Texte présenté ::
* * * * *
Mauritanie: Possibilité de se repentir pour un blasphémateur?

Question d’un lecteur

Cher Sami,

Voici les articles (ci-dessous) dont nous venons d’évoquer.
Ma question est de savoir s’il est exact que selon la jurisprudence malékite, un blasphémateur du type de celui dont parle l’article, n’a même pas la possibilité de se repentir mais est d’office condamné à mort.
Un grand merci pour ton service.
 
Réponse de Sami Aldeeb:
La doctrine malélike permet le reprentir de celui qui quitte l’islam pour le christianisme ou le judaïsme. Mais celui qui devient zandiq, on ne lui accorde pas la possibilité de se repentir parce qu’il professe l’islam en apparence, mais reste mécréant intérieurement. Voir ce commentaire du Muwatta’ de Malik en arabe: https://goo.gl/XzRS1d.
Cette position serait partagée aussi par les hanbalites et certains juristes des autres écoles. On invoque ici les versets 2: 159-160:
Certes ceux qui cachent ce que Nous avons fait descendre en fait de preuves et de guide après l’exposé que Nous en avons fait aux gens, dans le Livre, voilà ceux qu’Allah maudit et que les maudisseurs maudissent, sauf ceux qui se sont repentis, corrigés et déclarés: d’eux Je reçois le repentir. Car c’est Moi, l’Accueillant au repentir, le Miséricordieux (traduction de Hamidullah). Voir cet article en arabe http://www.startimes.com/f.aspx?t=34240895
L’article 306 du code pénal mauritanien
ART. 306. – Toute personne qui aura commis un outrage public à la pudeur et aux mœurs islamiques ou a violé les lieux sacrés ou aidé à les violer, si cette action ne figure pas dans les crimes emportant la Ghissass ou la Diya, sera punie d’une peine correctionnelle de trois mois à deux ans d’emprisonnement et d’une amende de 5.000 à 60.000 UM.
Tout musulman coupable du crime d’apostasie, soit par parole, soit par action de façon apparente ou évidente, sera invité à se repentir dans un délai de trois jours. S’il ne se repent pas dans ce délai, il est condamné à mort en tant qu’apostat, et ses biens seront confisqués au profit du Trésor. S’il se repent avant l’exécution de cette sentence, le parquet saisira la Cour suprême, à l’effet de sa réhabilitation dans tous ses droits, sans préjudice d’une peine correctionnelle prévue au 1er paragraphe du présent article.
* * * * *
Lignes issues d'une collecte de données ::
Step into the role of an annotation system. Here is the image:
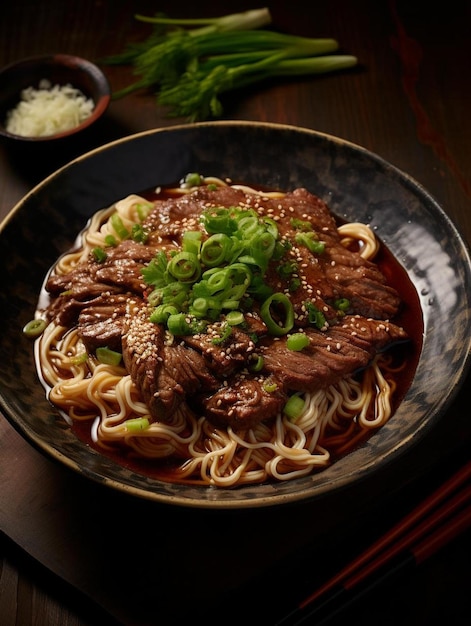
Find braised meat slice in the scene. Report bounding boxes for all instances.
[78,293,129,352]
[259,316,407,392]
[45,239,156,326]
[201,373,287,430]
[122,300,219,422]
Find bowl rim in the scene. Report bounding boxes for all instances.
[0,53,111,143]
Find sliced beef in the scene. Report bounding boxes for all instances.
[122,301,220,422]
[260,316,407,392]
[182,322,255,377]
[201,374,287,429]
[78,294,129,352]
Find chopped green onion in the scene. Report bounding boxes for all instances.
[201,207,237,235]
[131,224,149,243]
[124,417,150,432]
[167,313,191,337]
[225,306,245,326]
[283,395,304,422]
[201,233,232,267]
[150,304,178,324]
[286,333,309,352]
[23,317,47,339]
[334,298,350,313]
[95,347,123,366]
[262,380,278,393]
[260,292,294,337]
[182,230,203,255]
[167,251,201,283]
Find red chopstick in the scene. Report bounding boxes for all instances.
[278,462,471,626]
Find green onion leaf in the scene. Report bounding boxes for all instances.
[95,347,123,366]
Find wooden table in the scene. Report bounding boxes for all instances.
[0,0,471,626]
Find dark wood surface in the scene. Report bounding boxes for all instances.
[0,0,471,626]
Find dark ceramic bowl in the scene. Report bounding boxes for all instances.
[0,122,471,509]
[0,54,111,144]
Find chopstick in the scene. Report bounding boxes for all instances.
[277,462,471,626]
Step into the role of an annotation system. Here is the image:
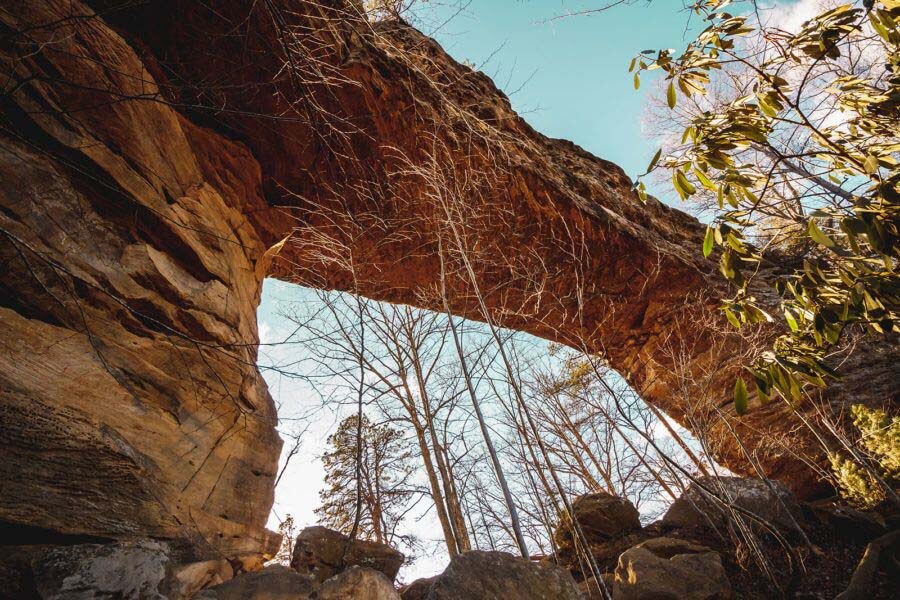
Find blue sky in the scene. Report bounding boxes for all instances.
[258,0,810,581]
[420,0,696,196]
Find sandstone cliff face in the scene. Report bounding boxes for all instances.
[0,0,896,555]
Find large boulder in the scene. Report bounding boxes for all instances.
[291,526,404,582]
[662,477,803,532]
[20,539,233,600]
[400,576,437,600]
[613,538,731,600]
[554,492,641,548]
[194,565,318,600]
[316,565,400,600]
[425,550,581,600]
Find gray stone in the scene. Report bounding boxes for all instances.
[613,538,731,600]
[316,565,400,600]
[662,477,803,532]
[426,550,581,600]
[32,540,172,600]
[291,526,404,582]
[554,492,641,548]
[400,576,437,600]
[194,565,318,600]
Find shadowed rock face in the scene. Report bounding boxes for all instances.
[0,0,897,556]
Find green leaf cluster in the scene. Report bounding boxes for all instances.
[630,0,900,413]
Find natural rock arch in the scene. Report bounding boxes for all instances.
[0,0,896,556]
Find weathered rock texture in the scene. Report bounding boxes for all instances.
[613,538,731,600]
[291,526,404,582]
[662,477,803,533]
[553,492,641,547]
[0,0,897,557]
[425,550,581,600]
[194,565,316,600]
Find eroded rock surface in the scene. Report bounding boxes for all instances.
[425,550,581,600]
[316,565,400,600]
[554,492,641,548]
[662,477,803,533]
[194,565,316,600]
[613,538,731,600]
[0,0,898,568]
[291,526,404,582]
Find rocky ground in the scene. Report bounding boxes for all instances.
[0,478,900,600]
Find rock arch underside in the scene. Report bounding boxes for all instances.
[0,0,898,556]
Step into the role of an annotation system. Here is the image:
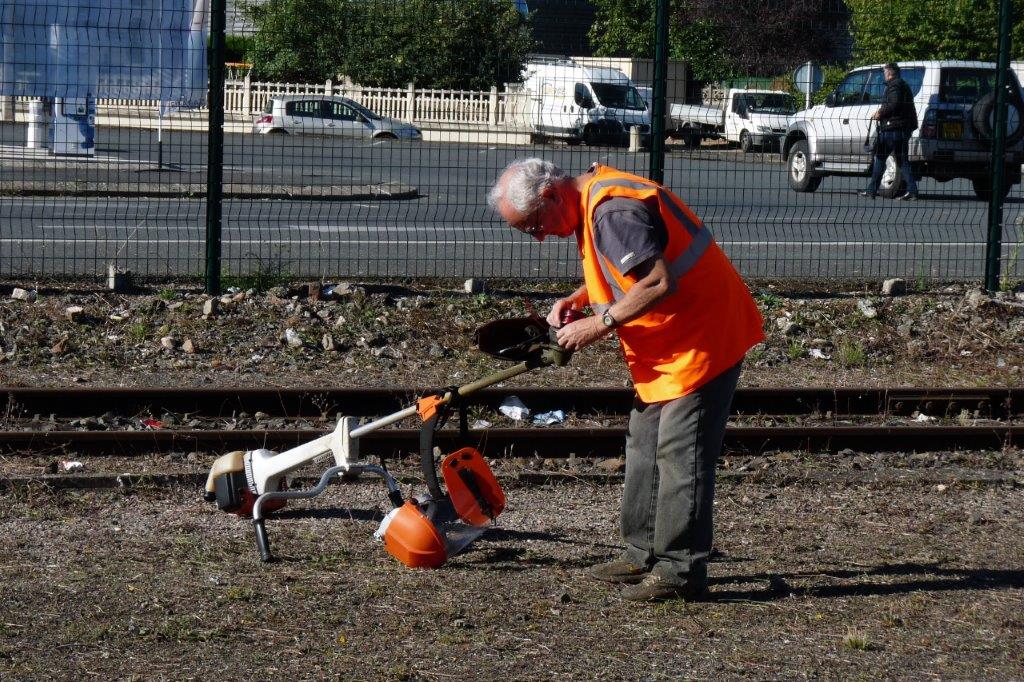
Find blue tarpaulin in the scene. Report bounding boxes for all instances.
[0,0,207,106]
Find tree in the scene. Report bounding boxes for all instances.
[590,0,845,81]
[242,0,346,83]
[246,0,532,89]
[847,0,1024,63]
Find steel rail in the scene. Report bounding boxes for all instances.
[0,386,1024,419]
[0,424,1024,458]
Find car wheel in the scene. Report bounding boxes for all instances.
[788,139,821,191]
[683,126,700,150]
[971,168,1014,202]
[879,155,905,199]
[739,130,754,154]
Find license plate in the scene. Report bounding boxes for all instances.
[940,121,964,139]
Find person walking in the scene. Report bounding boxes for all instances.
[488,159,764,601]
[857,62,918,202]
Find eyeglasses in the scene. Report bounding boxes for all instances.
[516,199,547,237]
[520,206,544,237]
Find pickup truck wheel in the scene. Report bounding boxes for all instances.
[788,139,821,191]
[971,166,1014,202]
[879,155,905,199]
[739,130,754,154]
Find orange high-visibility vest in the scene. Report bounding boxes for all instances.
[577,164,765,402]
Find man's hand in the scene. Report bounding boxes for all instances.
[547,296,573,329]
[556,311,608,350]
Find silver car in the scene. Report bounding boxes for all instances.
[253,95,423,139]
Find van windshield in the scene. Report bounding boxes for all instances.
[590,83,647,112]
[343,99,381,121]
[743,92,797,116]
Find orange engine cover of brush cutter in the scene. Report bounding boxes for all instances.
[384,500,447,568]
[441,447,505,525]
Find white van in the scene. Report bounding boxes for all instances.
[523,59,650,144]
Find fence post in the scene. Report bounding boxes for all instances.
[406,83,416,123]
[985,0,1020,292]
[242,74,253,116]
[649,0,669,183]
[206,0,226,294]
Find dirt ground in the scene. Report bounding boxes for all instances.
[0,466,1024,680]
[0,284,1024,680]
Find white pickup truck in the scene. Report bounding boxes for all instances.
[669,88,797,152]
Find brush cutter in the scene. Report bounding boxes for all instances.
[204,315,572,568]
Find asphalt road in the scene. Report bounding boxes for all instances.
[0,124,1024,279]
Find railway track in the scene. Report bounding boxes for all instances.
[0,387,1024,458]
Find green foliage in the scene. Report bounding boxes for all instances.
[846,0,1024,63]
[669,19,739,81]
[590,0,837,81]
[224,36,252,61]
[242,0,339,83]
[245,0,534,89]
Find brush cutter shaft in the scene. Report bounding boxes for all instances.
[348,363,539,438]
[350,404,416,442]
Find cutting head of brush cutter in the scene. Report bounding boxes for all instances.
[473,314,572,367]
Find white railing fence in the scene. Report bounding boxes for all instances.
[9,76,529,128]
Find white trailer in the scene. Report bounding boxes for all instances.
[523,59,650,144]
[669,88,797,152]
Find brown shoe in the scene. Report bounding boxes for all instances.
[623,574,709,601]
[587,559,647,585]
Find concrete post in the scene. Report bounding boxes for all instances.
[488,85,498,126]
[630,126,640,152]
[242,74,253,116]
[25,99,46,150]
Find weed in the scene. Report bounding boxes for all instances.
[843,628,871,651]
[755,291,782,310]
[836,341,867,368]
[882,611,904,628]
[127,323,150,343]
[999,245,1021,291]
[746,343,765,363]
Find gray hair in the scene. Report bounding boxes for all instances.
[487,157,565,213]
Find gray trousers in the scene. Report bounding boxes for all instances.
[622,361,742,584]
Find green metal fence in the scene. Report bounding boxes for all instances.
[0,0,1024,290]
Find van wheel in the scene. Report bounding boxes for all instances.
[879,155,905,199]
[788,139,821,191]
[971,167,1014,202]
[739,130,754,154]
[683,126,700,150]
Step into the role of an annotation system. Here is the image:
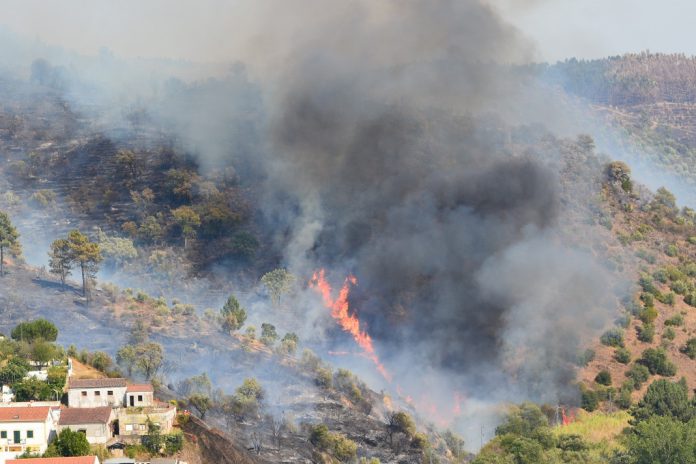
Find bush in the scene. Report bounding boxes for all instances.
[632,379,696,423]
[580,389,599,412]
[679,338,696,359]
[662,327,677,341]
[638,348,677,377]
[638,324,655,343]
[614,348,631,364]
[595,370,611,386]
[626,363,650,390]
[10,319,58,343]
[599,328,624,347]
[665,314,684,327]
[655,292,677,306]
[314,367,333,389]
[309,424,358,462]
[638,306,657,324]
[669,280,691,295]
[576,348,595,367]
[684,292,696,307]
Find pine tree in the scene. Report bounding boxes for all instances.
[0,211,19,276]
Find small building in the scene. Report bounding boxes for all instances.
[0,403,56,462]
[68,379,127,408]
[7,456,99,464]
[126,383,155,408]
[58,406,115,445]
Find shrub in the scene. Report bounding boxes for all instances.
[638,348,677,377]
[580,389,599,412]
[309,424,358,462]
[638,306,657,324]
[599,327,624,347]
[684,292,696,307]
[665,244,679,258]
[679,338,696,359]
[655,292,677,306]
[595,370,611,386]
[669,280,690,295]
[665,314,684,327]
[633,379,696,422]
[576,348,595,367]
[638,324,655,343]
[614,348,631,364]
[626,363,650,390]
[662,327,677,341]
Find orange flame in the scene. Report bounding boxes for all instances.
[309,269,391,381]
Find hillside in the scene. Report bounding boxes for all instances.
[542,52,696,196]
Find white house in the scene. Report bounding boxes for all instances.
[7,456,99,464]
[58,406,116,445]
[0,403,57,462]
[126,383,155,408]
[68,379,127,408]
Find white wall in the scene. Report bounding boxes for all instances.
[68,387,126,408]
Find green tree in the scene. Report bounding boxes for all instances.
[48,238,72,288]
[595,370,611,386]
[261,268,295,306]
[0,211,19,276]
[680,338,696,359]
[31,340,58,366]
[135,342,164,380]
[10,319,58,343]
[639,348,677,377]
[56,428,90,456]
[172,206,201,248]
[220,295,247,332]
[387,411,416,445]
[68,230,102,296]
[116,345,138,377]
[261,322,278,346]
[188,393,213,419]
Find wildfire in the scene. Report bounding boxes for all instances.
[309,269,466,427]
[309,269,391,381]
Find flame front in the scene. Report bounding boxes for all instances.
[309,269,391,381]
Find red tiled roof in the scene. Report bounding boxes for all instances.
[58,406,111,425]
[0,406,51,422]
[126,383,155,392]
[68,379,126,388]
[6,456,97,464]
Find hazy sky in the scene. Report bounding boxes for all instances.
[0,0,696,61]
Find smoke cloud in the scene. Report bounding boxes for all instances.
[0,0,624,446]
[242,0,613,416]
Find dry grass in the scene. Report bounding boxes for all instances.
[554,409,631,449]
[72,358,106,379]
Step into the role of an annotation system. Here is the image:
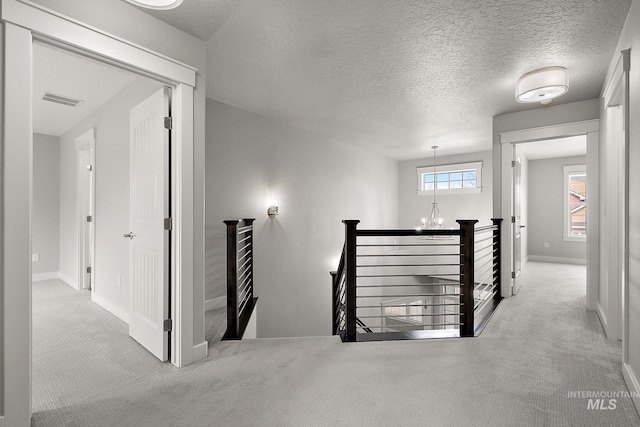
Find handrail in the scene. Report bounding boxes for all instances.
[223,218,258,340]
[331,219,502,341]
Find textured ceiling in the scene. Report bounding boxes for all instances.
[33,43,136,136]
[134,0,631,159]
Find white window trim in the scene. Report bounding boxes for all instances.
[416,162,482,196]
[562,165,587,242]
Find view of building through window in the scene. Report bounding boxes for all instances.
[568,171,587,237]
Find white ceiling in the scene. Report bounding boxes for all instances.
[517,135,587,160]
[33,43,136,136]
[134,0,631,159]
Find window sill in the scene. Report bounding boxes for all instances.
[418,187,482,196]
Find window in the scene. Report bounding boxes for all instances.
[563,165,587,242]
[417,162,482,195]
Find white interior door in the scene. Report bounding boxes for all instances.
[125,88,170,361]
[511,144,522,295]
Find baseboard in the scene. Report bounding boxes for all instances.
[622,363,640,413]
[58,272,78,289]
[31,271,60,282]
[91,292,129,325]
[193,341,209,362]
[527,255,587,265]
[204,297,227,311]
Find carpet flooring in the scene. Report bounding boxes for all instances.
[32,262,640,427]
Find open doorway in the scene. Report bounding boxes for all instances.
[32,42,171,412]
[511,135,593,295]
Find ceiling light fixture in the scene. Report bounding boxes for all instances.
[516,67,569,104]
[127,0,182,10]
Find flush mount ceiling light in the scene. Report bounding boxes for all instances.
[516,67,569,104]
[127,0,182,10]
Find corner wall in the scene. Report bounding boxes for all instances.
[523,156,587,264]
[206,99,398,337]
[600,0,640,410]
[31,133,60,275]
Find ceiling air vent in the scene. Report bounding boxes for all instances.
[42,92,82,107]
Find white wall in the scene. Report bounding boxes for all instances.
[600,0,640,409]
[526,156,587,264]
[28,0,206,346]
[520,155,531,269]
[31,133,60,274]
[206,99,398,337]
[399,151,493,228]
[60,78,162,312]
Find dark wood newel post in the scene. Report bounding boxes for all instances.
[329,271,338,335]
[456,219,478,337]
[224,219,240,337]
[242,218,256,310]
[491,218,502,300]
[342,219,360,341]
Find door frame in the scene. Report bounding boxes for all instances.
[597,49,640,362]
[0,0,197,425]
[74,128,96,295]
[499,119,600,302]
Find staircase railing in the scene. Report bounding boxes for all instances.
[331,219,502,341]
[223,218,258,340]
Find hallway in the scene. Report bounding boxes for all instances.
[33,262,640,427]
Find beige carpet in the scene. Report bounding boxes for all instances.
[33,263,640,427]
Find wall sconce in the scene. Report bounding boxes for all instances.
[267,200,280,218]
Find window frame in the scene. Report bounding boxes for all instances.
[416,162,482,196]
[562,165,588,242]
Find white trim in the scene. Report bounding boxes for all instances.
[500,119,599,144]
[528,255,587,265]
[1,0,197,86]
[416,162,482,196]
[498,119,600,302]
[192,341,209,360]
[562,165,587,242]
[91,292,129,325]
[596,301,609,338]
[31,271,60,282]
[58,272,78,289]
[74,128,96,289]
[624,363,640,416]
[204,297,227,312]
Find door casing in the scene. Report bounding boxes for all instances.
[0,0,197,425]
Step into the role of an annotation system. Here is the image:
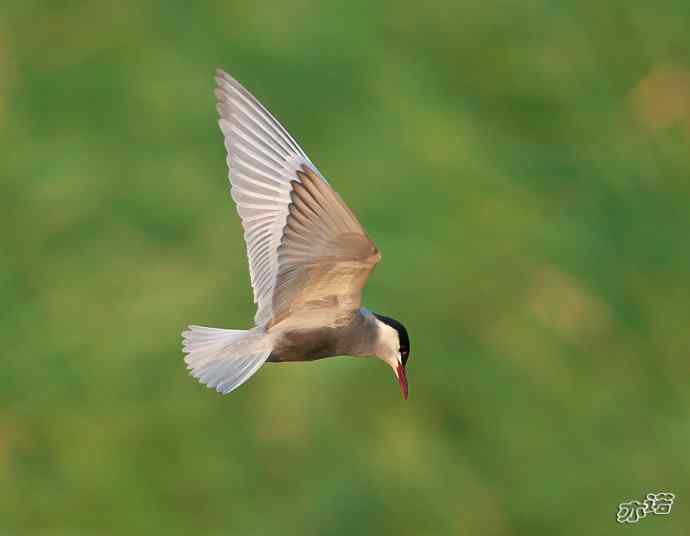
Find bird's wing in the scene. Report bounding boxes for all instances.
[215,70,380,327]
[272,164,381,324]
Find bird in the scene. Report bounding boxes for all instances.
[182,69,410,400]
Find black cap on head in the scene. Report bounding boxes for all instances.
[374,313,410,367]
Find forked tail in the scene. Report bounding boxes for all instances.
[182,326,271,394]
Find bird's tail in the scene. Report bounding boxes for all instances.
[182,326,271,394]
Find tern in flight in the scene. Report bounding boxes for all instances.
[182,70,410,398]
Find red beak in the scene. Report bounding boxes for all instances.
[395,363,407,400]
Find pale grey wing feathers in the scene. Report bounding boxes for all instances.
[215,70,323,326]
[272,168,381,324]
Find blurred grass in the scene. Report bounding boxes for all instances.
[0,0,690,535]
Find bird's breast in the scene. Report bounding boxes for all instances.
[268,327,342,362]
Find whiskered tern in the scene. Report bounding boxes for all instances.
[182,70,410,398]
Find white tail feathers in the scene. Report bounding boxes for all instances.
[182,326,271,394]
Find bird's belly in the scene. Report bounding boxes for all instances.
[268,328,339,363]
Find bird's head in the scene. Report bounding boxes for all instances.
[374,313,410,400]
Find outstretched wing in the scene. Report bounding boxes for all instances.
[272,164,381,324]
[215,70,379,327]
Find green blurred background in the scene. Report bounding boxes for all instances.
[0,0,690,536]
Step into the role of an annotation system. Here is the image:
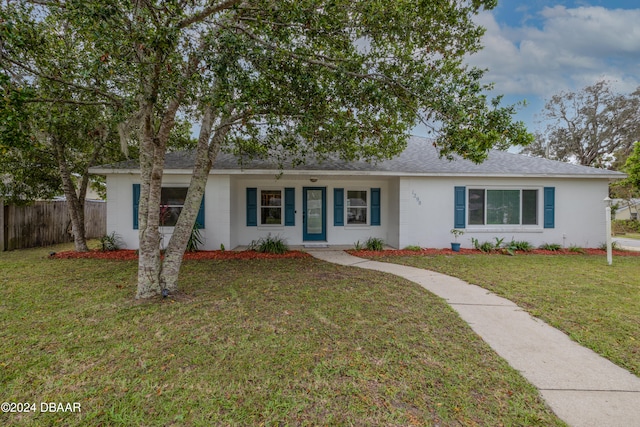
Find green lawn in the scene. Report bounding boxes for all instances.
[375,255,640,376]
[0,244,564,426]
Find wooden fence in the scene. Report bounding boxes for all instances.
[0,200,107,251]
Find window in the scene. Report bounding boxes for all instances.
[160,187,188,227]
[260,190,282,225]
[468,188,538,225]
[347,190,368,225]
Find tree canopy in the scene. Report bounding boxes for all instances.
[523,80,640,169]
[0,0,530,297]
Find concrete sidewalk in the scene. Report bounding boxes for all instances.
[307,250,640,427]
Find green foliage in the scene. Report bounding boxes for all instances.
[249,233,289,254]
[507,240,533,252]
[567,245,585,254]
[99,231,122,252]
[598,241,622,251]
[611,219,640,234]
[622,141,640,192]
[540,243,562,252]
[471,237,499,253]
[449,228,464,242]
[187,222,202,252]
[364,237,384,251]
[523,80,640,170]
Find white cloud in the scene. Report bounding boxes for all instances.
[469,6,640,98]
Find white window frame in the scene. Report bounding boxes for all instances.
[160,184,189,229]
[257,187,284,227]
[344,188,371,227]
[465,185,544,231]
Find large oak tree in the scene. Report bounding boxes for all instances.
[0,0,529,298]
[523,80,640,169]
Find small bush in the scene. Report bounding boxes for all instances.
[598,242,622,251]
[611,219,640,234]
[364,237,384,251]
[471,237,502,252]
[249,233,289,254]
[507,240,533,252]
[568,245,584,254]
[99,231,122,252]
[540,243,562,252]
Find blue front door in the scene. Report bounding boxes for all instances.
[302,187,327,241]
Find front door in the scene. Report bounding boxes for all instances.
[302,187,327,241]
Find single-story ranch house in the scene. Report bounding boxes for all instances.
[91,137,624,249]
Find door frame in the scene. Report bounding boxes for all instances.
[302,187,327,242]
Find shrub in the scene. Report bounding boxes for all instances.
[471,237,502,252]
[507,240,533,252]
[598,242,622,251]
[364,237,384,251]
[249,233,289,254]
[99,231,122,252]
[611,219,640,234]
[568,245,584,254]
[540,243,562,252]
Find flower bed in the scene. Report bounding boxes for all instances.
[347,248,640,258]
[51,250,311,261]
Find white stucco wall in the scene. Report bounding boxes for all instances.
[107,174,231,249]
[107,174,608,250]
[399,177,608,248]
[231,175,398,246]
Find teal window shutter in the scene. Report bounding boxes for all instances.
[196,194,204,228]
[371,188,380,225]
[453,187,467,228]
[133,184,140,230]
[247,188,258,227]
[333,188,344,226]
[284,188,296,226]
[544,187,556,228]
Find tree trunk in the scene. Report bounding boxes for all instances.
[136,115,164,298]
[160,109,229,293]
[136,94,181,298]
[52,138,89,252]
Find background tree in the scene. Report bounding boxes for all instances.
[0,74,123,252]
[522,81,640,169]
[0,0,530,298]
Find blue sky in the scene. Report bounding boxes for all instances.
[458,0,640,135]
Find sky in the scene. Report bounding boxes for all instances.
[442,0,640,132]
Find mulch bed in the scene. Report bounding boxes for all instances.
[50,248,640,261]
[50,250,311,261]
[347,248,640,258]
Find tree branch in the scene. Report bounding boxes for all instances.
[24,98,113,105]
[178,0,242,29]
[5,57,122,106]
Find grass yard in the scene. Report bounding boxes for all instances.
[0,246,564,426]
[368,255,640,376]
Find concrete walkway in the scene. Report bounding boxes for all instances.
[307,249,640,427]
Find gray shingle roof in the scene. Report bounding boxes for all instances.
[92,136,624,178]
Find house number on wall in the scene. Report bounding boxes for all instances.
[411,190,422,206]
* * * * *
Pouvez-vous poursuivre le texte sur le repentir du blasphémateur en Mauritanie, en reprenant juste après sa dernière phrase ?

Toute personne coupable du crime d’apostasie (Zendagha) sera, à moins qu’elle ne se repente au préalable, punie de la peine de mort.
Sera punie d’une peine d’emprisonnement d’un mois à deux ans, toute personne qui sera coupable du crime d’attentat à la pudeur.
Tout musulman majeur qui refuse de prier tout en reconnaissant l’obligation de la prière sera invité à s’en acquitter jusqu’à la limite du temps prescrit pour l’accomplissement de la prière obligatoire concernée. S’il persiste dans son refus jusqu’à la fin de ce délai, il sera puni de la peine de mort. S’il ne reconnaît pas l’obligation de la prière, il sera puni de la peine pour apostasie et ses biens confisqués au profit du Trésor public. Il ne bénéficiera pas de l’office consacré par le rite musulman.
L’article 306 du code pénal mauritanien après amendement en 2018
Les passages amendés importants sont en gras
Toute personne qui aura commis un outrage public à la pudeur et aux mœurs islamiques ou a violé les lieux sacrés ou aidé à les violer, si cette action ne figure pas dans les crimes emportant la Ghissass ou la Diya, sera punie d’une peine correctionnelle de trois mois à deux ans d’emprisonnement et d’une amende de 50.000 à 600.000 UM.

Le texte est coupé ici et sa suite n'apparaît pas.